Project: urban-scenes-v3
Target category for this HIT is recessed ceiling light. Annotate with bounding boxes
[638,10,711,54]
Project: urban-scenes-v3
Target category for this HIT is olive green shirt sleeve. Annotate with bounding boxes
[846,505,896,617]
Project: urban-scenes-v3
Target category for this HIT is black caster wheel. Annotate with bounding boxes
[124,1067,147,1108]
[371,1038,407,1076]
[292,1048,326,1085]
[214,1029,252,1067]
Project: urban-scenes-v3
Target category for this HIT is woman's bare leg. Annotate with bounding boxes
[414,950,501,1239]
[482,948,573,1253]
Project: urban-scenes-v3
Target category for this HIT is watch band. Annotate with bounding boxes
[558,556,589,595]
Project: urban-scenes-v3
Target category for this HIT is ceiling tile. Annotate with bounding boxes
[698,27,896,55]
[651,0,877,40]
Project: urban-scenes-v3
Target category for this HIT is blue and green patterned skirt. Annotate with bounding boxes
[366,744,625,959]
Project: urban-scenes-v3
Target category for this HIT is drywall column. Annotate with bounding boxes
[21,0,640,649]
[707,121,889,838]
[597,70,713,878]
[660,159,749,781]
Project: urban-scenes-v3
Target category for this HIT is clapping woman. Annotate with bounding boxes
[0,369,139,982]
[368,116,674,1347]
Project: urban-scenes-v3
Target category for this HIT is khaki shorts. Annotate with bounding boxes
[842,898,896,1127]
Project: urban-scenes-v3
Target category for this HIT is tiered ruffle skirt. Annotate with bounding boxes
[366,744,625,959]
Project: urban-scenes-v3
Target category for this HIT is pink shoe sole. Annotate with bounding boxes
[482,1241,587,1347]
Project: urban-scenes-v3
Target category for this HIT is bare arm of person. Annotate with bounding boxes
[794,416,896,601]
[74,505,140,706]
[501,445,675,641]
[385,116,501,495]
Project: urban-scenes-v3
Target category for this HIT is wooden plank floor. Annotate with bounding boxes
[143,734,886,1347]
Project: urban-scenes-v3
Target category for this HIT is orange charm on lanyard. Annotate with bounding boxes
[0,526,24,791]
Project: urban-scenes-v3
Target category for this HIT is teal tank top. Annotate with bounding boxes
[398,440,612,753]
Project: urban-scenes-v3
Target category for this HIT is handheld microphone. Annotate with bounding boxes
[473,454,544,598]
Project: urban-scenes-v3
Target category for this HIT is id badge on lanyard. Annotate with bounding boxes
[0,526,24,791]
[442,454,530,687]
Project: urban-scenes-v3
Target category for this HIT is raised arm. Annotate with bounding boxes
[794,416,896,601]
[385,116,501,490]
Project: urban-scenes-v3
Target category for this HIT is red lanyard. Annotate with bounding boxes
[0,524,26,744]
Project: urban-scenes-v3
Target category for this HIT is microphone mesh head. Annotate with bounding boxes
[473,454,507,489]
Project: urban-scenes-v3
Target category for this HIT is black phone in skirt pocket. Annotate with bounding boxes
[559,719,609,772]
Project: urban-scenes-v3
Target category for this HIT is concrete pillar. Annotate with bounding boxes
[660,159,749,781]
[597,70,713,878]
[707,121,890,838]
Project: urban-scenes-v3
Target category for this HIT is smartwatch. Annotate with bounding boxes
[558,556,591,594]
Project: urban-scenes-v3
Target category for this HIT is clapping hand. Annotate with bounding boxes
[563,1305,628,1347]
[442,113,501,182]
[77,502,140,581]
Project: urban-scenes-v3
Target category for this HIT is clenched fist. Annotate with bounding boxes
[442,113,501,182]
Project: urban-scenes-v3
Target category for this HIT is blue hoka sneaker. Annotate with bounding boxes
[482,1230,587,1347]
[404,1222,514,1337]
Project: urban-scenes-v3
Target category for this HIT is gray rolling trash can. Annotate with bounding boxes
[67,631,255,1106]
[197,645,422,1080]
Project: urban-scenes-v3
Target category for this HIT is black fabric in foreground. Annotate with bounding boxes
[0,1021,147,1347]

• • • •

▸ **Exercise goal**
Rewrite the items above, from the first line through the line containing "[846,505,896,617]" inclusive, as a JSON list of strings with one string per line and blank lines omitted.

▸ **Solution to this task**
[
  "Project: urban-scenes-v3",
  "Target category for this HIT is recessed ceiling light. Annotate with bounding boxes",
  "[638,10,711,54]",
  "Project: urban-scenes-v3",
  "Target category for this HIT is olive green shirt sleeve. Annotate with bounding boxes",
  "[846,505,896,617]"
]